Теософия предлагает такую схему мироздания, в которой человек по своему составу копирует Космос. Это положение называется двойственностью Макрокосма и микрокосма [6]. Макрокосм — это то, что остаётся от Космоса, когда мы особо выделим из него человека, то есть представляет собой космическое окружение человека, всё то, что можно назвать по отношению к нему «внешним». Называемый микрокосмом космический состав человека, его «внутреннее», включает в себя помимо тела целый ряд проводников — «тел» или «душ», по одному на каждый план Макрокосма. В христианской науке Нового Времени та же схема, но она упрощена. Есть самый нижний мир, мир Природы, из материи которого сделано человеческое тело, и есть божественный Разум, в котором находится отвечающая за сознание человеческая душа. В теософии плану Божественного Разума отвечает Высший Манас, иногда называемый, как и в санкхье, Аханкарой [7]. Божественный Разум у христиан лишён пространственно-временных характеристик физического мира, с чем соглашается теософия, относя Высший Манас к первому снизу плану духа, и в силу тех же причин называя все миры духа — «арупа», что означает «без формы». Как и у христиан, дух в теософии троичен, и подразделяется на иерархически соподчинённые планы Высшего Манаса, Буддхи и Атмы, что отвечает лицам Святой Троицы — Сыну, Святому Духу и Отцу. Однако в теософии на каждое «лицо» или «ипостась» Троицы приходится свой проводник из микрокосма человека — соответственно манас-арупа, буддхи-арупа и атма-арупа (то есть на каждое «Лицо» Бога — по одному человеческому «лицу»). Дух един в трёх лицах, и это касается как Макрокосма, так и микрокосма. Этот единый дух человеческого микрокосма христианские философы часто называют «монадой», а теософы, следуя традициям индийской философии, — «Атманом», или просто «Арупа» [8]. Сам Космос, в лоне которого пребывает человеческий микрокосм, христиане называют «Богом» или «Абсолютом», а теософы, вслед за индусами, — «Брахманом». Бог или Абсолют вездесущ и вечен по отношению к миру материи, а поэтому отрицает пространство и время, присутствуя, тем не менее, в каждом месте и в любое мгновение. Это же касается и Брахмана, за тем исключением, что все школы индийской философии признают «многоипостасность» материи, а значит Брахман включает в себя не только материю физического мира, различаемую нашими пятью чувствами, но и целый ряд других материальных миров, предположительно находящихся в своих пространствах, с текущими через них собственными временами.

------------------------------------------------------------

Письменное задание 1:
Ответьте на вопросы по отрывку о теософии:
(a) Как называется положение, согласно которому человек по своему составу копирует Космос?
(b) Что означает слово «арупа»?
(c) Как теософы называют сам Космос?
Письменное задание 2:
Определите, согласуются ли с отрывком о теософии следующие утверждения. Ответьте «да» или «нет» и приведите дословно решающие слова отрывка.
(a) В теософии Высший Манас иногда называют Аханкарой.
(b) План Буддхи отвечает Отцу из лиц Святой Троицы.
(c) Христианские философы называют единый дух человеческого микрокосма «Атманом».
Письменное задание 3: Продолжите отрывок о теософии с того места, где он заканчивается.

Представленные данные:
------------------------------------------------------------

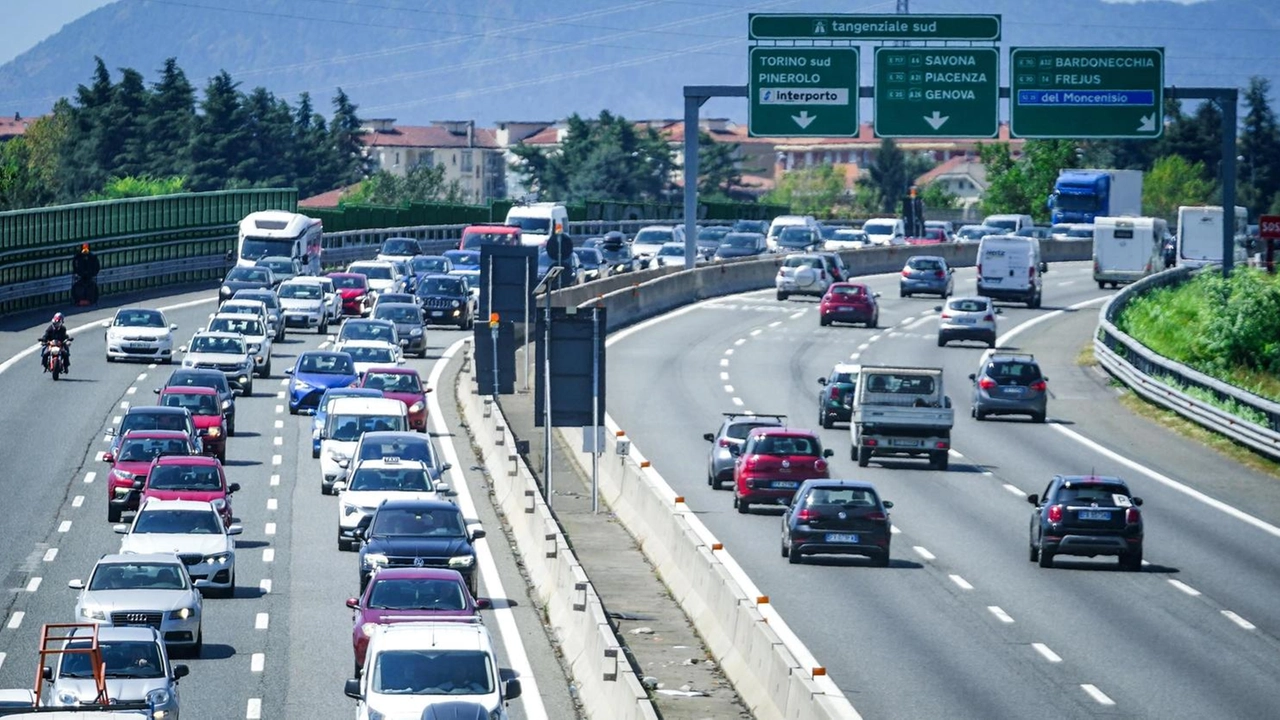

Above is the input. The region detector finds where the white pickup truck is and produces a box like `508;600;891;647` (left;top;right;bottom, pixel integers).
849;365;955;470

------------------------------------------------------------

Ответ на задание 1:
(a) Это положение называется двойственностью Макрокосма и микрокосма.
(b) Слово «арупа» означает «без формы».
(c) Теософы, вслед за индусами, называют Космос «Брахманом».

Ответ на задание 2:
(a) Да: «В теософии плану Божественного Разума отвечает Высший Манас, иногда называемый, как и в санкхье, Аханкарой».
(b) Нет: «подразделяется на иерархически соподчинённые планы Высшего Манаса, Буддхи и Атмы, что отвечает лицам Святой Троицы — Сыну, Святому Духу и Отцу».
(c) Нет: «Этот единый дух человеческого микрокосма христианские философы часто называют «монадой», а теософы, следуя традициям индийской философии, — «Атманом»».

Ответ на задание 3:
Как это ни странно, современная физика, активно использующая абстрактный математический символизм, вполне допускает такое устройство материи, а многие её представители интересуются восточными философиями, надеясь почерпнуть оттуда новые плодотворные идеи. Релятивистская космология рассматривает физическую материю на фоне 4-мерного пространства-времени, геометрические характеристики которого, обусловленные физической материей, даже не то что допускают включение его в многомерное пространство-время с более простой геометрической структурой, но буквально заставляют это сделать — иначе остаются без геометрического объяснения, например, квантовые свойства изучаемой наукой материи.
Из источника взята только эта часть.